● Tasks for this exercise:
(A) Answer these from the jumps racing report:
(i) How old is Steven Pateman?
(ii) On which horse did Brett Scott win the Brierly-Grand Annual double in 1997?
(iii) Which horse gave Pateman his first May carnival winner?
(B) Return the part of the jumps racing report that opens with the words containing "He became the" and closes with "achieved the feat.", copied word for word.
(C) Supply the next part of the jumps racing report, starting after its last sentence.

--- Text for analysis Enclosed Below ---

JUMPS jockey Steven Pateman etched his name into the record books during last week’s Tabcorp May Racing Carnival.
The 28-year-old won five of the six jumps races contested, including the feature Galleywood Hurdle and Grand Annual Steeplechase.
The only race he didn’t win was the Brierly Steeplechase, when he opted to ride second placegetter Megapixel after having first option to ride the winner, the Robert Smerdon-trained Fareer.
His performance in winning five of the six races eclipsed former Kiwi jockey Brett Scott’s effort of four wins from five races at the 1997 carnival. That year Scott won the Brierly-Grand Annual double on the great Foxboy.
Pateman, who was the form jumps jockey of last season, confirmed his reputation as one of the greats, despite his tender years. In fact, he only rode his first May carnival winner last year when he took veteran Al Garhood to victory in the Grand Annual Steeplechase.
He became the 14th jockey in the race’s 140-year history to win consecutive Grand Annuals and the first since Scott in 1997-98. In the past 50 years, only five jockeys have achieved the feat.

--- End of Enclosed Text for analysis ---
--- Dataset entries Enclosed Below ---

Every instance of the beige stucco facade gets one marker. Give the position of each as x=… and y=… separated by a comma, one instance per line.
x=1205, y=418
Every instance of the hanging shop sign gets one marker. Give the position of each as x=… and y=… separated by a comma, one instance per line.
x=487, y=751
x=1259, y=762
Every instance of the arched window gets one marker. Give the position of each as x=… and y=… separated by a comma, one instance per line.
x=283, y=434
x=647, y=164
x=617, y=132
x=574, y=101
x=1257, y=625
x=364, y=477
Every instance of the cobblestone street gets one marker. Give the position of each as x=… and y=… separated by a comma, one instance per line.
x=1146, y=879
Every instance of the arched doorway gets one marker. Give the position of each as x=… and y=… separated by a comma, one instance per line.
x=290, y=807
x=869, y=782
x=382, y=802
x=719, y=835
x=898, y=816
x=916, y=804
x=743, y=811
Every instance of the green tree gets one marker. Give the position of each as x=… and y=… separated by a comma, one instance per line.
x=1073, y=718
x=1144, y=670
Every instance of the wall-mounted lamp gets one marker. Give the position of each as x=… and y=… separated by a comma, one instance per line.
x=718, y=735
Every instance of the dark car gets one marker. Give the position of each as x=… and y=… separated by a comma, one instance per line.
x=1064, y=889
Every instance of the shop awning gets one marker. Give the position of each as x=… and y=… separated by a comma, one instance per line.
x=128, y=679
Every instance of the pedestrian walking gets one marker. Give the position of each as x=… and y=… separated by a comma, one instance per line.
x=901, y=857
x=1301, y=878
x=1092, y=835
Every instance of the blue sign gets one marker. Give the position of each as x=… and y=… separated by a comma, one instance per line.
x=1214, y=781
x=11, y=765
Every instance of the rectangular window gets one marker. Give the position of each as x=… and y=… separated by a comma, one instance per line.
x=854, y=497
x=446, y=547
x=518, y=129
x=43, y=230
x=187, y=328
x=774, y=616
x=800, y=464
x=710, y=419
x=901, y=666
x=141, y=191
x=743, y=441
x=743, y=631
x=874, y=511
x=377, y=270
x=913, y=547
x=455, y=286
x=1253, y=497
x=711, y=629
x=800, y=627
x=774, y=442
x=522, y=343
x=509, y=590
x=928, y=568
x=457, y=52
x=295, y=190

--- End of Enclosed Dataset entries ---

● Answers to the tasks:
(A)
(i) 28
(ii) Foxboy
(iii) Al Garhood

(B)
He became the 14th jockey in the race’s 140-year history to win consecutive Grand Annuals and the first since Scott in 1997-98. In the past 50 years, only five jockeys have achieved the feat.

(C)
Former Racing Victoria chairman of stewards Des Gleeson, who has watched more than 50 Grand Annuals, said Pateman was an excellent horseman.
Gleeson said Pateman had to be regarded as one of Australia’s greatest jumps jockeys.
“His ride on Awakening Dream was 10 out of 10,” Gleeson said.
“He set the tempo, dictated the pace and won the race.”
Patrick Payne, who trained Grand Annual winner Awakening Dream, revealed Pateman’s professionalism to reporters after their 15-length win in the famous race.
Payne said Pateman’s success was no fluke.
He said the jockey was meticulous in his preparation, helping with track work and in the case of Awakening Dream made a special girth he and his girlfriend Katja sewed so the saddle wouldn’t slip back.
Fellow trainer Smerdon several times praised Pateman, who rode three winners for him, including Black And Bent in the Galleywood.
Smerdon said Pateman’s ride in the Galleywood was patient and smart, ensuring the star jumper was out of trouble.
“He did a good job. He rode the percentages,” Smerdon said.
“He came out from the fence and gave him (Black And Bent) a good look at his jumps.”